Rewrite the lines from the one containing "Check this image for the presence of any gravel" through the end of the listing, both ends included, changing "walking person" to "pedestrian" and keeping everything else the same. Leave out the pictures.

_____

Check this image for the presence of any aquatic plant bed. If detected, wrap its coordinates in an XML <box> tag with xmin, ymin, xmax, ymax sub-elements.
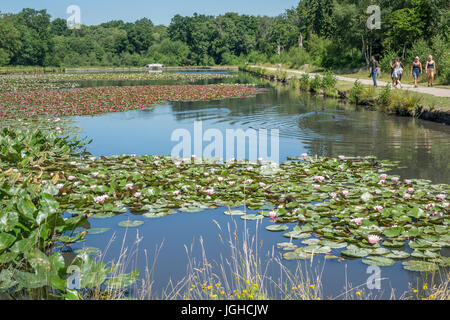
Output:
<box><xmin>0</xmin><ymin>130</ymin><xmax>450</xmax><ymax>271</ymax></box>
<box><xmin>0</xmin><ymin>72</ymin><xmax>236</xmax><ymax>92</ymax></box>
<box><xmin>0</xmin><ymin>85</ymin><xmax>260</xmax><ymax>119</ymax></box>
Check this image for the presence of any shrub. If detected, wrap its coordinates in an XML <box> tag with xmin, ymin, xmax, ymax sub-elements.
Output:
<box><xmin>309</xmin><ymin>74</ymin><xmax>322</xmax><ymax>92</ymax></box>
<box><xmin>380</xmin><ymin>50</ymin><xmax>400</xmax><ymax>74</ymax></box>
<box><xmin>283</xmin><ymin>47</ymin><xmax>311</xmax><ymax>68</ymax></box>
<box><xmin>321</xmin><ymin>71</ymin><xmax>337</xmax><ymax>91</ymax></box>
<box><xmin>377</xmin><ymin>84</ymin><xmax>392</xmax><ymax>108</ymax></box>
<box><xmin>300</xmin><ymin>73</ymin><xmax>309</xmax><ymax>91</ymax></box>
<box><xmin>349</xmin><ymin>80</ymin><xmax>364</xmax><ymax>104</ymax></box>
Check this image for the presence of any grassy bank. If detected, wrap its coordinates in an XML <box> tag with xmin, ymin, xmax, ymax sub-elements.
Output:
<box><xmin>240</xmin><ymin>66</ymin><xmax>450</xmax><ymax>124</ymax></box>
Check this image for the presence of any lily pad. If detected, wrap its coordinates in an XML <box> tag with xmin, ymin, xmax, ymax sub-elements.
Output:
<box><xmin>385</xmin><ymin>250</ymin><xmax>411</xmax><ymax>259</ymax></box>
<box><xmin>266</xmin><ymin>224</ymin><xmax>289</xmax><ymax>232</ymax></box>
<box><xmin>341</xmin><ymin>245</ymin><xmax>370</xmax><ymax>258</ymax></box>
<box><xmin>362</xmin><ymin>256</ymin><xmax>395</xmax><ymax>267</ymax></box>
<box><xmin>403</xmin><ymin>260</ymin><xmax>439</xmax><ymax>272</ymax></box>
<box><xmin>224</xmin><ymin>210</ymin><xmax>247</xmax><ymax>216</ymax></box>
<box><xmin>118</xmin><ymin>220</ymin><xmax>144</xmax><ymax>228</ymax></box>
<box><xmin>241</xmin><ymin>214</ymin><xmax>264</xmax><ymax>220</ymax></box>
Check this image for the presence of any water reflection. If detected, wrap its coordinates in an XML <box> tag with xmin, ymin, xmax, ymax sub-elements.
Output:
<box><xmin>68</xmin><ymin>75</ymin><xmax>450</xmax><ymax>298</ymax></box>
<box><xmin>76</xmin><ymin>81</ymin><xmax>450</xmax><ymax>183</ymax></box>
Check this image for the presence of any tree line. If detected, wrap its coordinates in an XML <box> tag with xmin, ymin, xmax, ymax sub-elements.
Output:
<box><xmin>0</xmin><ymin>0</ymin><xmax>450</xmax><ymax>81</ymax></box>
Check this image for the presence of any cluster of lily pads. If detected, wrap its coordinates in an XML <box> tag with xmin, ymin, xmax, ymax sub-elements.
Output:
<box><xmin>0</xmin><ymin>129</ymin><xmax>139</xmax><ymax>299</ymax></box>
<box><xmin>0</xmin><ymin>129</ymin><xmax>450</xmax><ymax>271</ymax></box>
<box><xmin>0</xmin><ymin>85</ymin><xmax>259</xmax><ymax>119</ymax></box>
<box><xmin>0</xmin><ymin>72</ymin><xmax>236</xmax><ymax>92</ymax></box>
<box><xmin>0</xmin><ymin>75</ymin><xmax>80</xmax><ymax>92</ymax></box>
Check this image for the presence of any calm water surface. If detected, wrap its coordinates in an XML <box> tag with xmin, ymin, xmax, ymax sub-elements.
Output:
<box><xmin>68</xmin><ymin>75</ymin><xmax>450</xmax><ymax>298</ymax></box>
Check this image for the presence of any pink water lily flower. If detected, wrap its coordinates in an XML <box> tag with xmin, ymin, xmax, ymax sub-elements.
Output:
<box><xmin>94</xmin><ymin>194</ymin><xmax>109</xmax><ymax>203</ymax></box>
<box><xmin>269</xmin><ymin>211</ymin><xmax>277</xmax><ymax>222</ymax></box>
<box><xmin>125</xmin><ymin>183</ymin><xmax>134</xmax><ymax>190</ymax></box>
<box><xmin>367</xmin><ymin>234</ymin><xmax>381</xmax><ymax>245</ymax></box>
<box><xmin>373</xmin><ymin>206</ymin><xmax>384</xmax><ymax>212</ymax></box>
<box><xmin>350</xmin><ymin>218</ymin><xmax>364</xmax><ymax>226</ymax></box>
<box><xmin>314</xmin><ymin>176</ymin><xmax>325</xmax><ymax>182</ymax></box>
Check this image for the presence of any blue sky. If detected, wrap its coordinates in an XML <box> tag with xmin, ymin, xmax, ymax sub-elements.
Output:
<box><xmin>0</xmin><ymin>0</ymin><xmax>299</xmax><ymax>25</ymax></box>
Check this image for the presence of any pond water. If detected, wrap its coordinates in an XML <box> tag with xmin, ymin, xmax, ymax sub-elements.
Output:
<box><xmin>68</xmin><ymin>75</ymin><xmax>450</xmax><ymax>298</ymax></box>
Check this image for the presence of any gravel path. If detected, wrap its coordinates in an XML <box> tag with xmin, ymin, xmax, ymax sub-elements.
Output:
<box><xmin>258</xmin><ymin>66</ymin><xmax>450</xmax><ymax>98</ymax></box>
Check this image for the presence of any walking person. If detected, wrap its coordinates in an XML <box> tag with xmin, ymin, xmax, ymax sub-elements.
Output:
<box><xmin>370</xmin><ymin>56</ymin><xmax>380</xmax><ymax>88</ymax></box>
<box><xmin>425</xmin><ymin>55</ymin><xmax>437</xmax><ymax>87</ymax></box>
<box><xmin>391</xmin><ymin>58</ymin><xmax>403</xmax><ymax>88</ymax></box>
<box><xmin>389</xmin><ymin>60</ymin><xmax>395</xmax><ymax>87</ymax></box>
<box><xmin>411</xmin><ymin>57</ymin><xmax>422</xmax><ymax>88</ymax></box>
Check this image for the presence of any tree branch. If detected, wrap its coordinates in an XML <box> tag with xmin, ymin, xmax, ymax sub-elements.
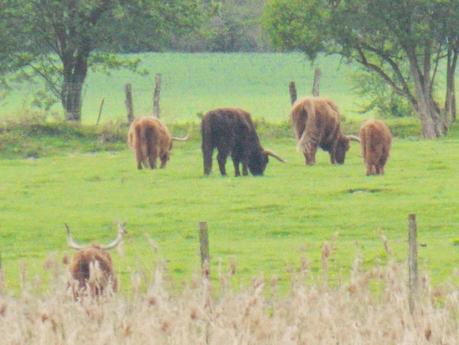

_____

TASK SOLUTION
Check this image for the presence of any gravel path. If detected, wrap its coordinates in an XML <box> tag with xmin, ymin, xmax, ymax sub-elements.
Output:
<box><xmin>258</xmin><ymin>66</ymin><xmax>450</xmax><ymax>98</ymax></box>
Check this image for the presence of any pedestrian. If detected, wrap its coordinates in an XML <box> tag with xmin, ymin, xmax, ymax sub-elements.
Output:
<box><xmin>370</xmin><ymin>56</ymin><xmax>380</xmax><ymax>88</ymax></box>
<box><xmin>425</xmin><ymin>55</ymin><xmax>437</xmax><ymax>87</ymax></box>
<box><xmin>391</xmin><ymin>58</ymin><xmax>403</xmax><ymax>88</ymax></box>
<box><xmin>389</xmin><ymin>60</ymin><xmax>395</xmax><ymax>87</ymax></box>
<box><xmin>411</xmin><ymin>57</ymin><xmax>422</xmax><ymax>88</ymax></box>
Check this image for the presence of any tree branch. If detected, wrap its coordinates in an XML <box> tag with xmin, ymin, xmax, ymax sub-elements.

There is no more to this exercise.